(Records from a pointing dataset)
────────────────

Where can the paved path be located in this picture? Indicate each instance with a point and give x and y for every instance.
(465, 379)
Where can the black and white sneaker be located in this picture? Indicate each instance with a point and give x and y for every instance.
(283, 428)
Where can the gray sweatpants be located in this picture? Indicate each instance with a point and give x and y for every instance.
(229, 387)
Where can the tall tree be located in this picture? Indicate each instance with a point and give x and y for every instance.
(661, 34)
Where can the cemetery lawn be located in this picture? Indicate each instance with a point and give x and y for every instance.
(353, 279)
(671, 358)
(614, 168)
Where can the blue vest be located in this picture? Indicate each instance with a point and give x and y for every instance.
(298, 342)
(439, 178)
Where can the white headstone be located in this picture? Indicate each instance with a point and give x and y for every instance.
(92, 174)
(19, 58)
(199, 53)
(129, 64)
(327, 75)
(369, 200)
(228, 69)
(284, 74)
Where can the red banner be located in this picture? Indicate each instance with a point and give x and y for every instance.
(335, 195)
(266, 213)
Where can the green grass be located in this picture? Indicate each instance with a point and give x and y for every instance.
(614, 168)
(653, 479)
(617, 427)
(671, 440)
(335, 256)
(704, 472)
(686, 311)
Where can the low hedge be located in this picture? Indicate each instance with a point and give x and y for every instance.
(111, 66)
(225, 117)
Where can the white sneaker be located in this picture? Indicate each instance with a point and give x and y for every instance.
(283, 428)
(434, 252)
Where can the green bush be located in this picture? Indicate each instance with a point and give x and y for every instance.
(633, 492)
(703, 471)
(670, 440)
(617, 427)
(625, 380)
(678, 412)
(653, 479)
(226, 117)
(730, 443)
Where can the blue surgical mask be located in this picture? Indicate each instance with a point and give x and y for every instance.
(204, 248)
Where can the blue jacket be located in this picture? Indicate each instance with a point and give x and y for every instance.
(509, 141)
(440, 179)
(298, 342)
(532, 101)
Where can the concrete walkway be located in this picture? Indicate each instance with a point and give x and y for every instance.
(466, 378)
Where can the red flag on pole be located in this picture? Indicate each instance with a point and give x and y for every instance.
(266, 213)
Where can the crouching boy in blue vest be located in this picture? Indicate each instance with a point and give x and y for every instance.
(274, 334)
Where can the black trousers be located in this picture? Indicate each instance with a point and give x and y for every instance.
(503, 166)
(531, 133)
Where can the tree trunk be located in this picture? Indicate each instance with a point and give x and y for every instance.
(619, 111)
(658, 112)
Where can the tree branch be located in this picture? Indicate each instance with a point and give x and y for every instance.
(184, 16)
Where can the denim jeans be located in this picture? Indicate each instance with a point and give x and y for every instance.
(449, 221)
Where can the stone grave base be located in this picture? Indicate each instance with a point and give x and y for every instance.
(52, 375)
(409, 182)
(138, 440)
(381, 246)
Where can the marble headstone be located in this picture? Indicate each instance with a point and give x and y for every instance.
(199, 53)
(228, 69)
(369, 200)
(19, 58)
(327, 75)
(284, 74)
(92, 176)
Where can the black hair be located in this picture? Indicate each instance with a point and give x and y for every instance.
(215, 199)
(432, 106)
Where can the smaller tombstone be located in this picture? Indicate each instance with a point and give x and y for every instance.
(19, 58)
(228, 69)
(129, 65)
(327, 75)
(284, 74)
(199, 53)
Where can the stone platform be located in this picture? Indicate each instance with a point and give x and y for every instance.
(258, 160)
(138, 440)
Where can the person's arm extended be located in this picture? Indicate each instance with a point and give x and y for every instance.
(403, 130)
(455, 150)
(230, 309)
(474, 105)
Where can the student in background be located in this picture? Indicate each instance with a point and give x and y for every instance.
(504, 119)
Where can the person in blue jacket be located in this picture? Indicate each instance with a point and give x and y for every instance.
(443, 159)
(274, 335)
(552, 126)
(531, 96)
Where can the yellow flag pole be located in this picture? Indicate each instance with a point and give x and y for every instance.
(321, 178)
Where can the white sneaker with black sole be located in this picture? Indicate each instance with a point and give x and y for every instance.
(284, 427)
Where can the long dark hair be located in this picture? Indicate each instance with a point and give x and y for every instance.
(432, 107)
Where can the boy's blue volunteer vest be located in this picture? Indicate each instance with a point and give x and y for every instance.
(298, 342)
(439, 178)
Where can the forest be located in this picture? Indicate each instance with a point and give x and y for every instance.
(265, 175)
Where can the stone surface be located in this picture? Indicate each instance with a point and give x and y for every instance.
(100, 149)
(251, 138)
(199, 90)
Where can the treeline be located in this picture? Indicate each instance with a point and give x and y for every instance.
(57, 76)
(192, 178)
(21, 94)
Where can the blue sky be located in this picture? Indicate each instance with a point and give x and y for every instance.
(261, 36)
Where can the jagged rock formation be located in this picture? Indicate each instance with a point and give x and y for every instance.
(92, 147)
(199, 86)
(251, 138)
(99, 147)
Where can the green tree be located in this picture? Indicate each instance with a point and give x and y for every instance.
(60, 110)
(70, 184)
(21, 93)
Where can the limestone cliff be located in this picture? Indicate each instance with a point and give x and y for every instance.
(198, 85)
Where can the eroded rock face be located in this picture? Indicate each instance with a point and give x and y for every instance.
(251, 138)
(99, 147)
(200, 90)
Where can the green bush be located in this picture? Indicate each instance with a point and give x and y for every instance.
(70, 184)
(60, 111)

────────────────

Could you copy all of the entries above word for word, in the same order?

Where can the paved path be located in this picture? Indicate each instance with a point and give x and y for every instance.
(465, 379)
Where can the black and white sneaker be located in this picture? Indicate each instance with a point and give x and y for every instance.
(283, 428)
Where can the gray sweatpants be located in this picture? Indicate each instance with a point and give x and y for every instance.
(229, 387)
Where can the tall tree be located in this picture? Indicate each instance with a point and give x and y for every instance.
(661, 34)
Where can the cemetery lawn be located in this picture? Indicate each instance with a point and give x and y for every instance.
(353, 279)
(671, 358)
(614, 168)
Where can the blue vest be located in this picture? Indicate each instance with a point and give x and y for every instance.
(298, 342)
(439, 178)
Where can the white headstone be located in this picture? Indicate each instance with a point and give x and y for every instance.
(92, 174)
(19, 58)
(199, 53)
(129, 64)
(327, 75)
(369, 200)
(228, 69)
(284, 74)
Where can the red banner be located in this picture? Indicate each instance with a point and give x and y for every instance.
(335, 195)
(266, 213)
Where can the green grass be located in this picture? Indicate each instance with a point and give x and y for every instance.
(614, 168)
(653, 479)
(617, 427)
(671, 440)
(335, 256)
(704, 472)
(686, 311)
Where can the low hedge be located in this picture? Indicate each instance with a point and give x and y for every instance.
(111, 66)
(225, 117)
Where can the white sneaker be located in this picture? Indicate each instance with a point and give x and y for every instance.
(283, 428)
(434, 252)
Where can the green bush be located in this picture? Indicate each instance with a point and give x and y for every instance.
(633, 492)
(703, 471)
(670, 440)
(617, 427)
(625, 380)
(678, 412)
(653, 479)
(226, 117)
(730, 443)
Where can the blue surgical mask be located in this picture? Indicate each instance with a point and give x and y for every instance.
(204, 248)
Where can the blue jacket be located in this picture? Indicate each instance with a point and give x and y for every instance.
(509, 141)
(440, 179)
(298, 342)
(532, 101)
Where can the concrete walkway be located in this picture? Indicate each instance with a point and give x and y for every instance.
(466, 378)
Where can the red flag on pole be located in this picture? Indicate each instance with a point and give x and y for every instance.
(266, 213)
Where can the crouching boy in blue vest be located in this picture? Indicate each instance with a point and give x and y for every instance.
(274, 334)
Where can the black trousers be located in this picture? Indicate each instance with a point and give x and y for every instance.
(503, 166)
(531, 133)
Where can the tree trunk be located in this picture? Indicate each instance with a point and give x and y for every instance.
(619, 111)
(658, 112)
Where can the tree branch be located in this picture? Indicate each instance with a point and give x and y for every instance.
(184, 16)
Where can the denim jeans be located in this picture? Indicate each instance with a point and give x and y for every instance.
(449, 221)
Where can the stone grave base be located in this picture? Indicate each instance with a point and give x and y for every instance.
(52, 375)
(409, 182)
(138, 440)
(381, 246)
Where can the marble headstone be located in this picture? Indicate each instance with a point and give x and y for every instance.
(199, 53)
(228, 69)
(369, 200)
(19, 58)
(327, 75)
(284, 74)
(92, 176)
Where can the black hair be located in this picture? Indicate each instance with a point and give x and y for every instance.
(215, 199)
(432, 106)
Where can the smaller tombstone be located in this picture? Indicate each instance with a point and give x and y for every instance.
(19, 58)
(228, 69)
(129, 65)
(327, 75)
(284, 74)
(199, 53)
Where can the stone platform be located in this picture? Indicate each instance with a point and give x and y for every instance.
(258, 160)
(138, 440)
Where can the person's arm extended be located in this picture? Indicate each instance with a point and give x and y for every instance.
(403, 130)
(455, 150)
(230, 309)
(474, 105)
Where can the student in background be located in this picture? Indicate each instance with a point and give x and y for every instance.
(504, 119)
Where can the person in blue jacket be located in this picture? Indicate each instance with a point and give x and y for every instance.
(443, 159)
(274, 335)
(552, 126)
(531, 96)
Where can the yellow flag pole be located in this picture? Indicate each instance with a point and give x and y for every instance.
(321, 178)
Where can the white sneaker with black sole be located in this picture? Indicate each instance with a point and give x and y for every instance.
(284, 427)
Where can the long dark hair be located in this picture? Indicate each instance with a point and give x and y for every instance.
(432, 107)
Where can the boy's blue volunteer vest be located in this picture? Indicate each instance with a point and give x and y for every instance.
(298, 342)
(439, 178)
Where can the forest be located in this picture? Indicate each instance with a point and give x and y for every instance.
(265, 175)
Where can the stone surface be located in this picture? Indicate each instance with a point and give x and y for every instance.
(100, 149)
(251, 138)
(199, 90)
Where can the treeline be located in this picture? Indicate each instance with a point and give x and y for every instance.
(57, 76)
(192, 178)
(21, 94)
Where can the blue sky be located in this picture? Indicate each instance with a point and give x and y for every instance.
(261, 36)
Where can the jagged rock formation be located in this picture? Indicate each instance with a point and give x and y for every instance.
(92, 147)
(199, 86)
(251, 138)
(99, 147)
Where can the green tree be located in this picture? Indicate each instance with a point and give x and y for every instance.
(60, 110)
(70, 184)
(21, 93)
Where can the limestone cliff be located in this picture? Indicate each instance with a point and give x and y for every instance.
(198, 85)
Where can the eroded rock face be located in this picture? Indicate each instance with a point and give x and y for every instance.
(251, 138)
(99, 147)
(200, 90)
Where can the green bush be located in this picture? Indicate each instance with a point and give x and y for every instance.
(70, 184)
(60, 111)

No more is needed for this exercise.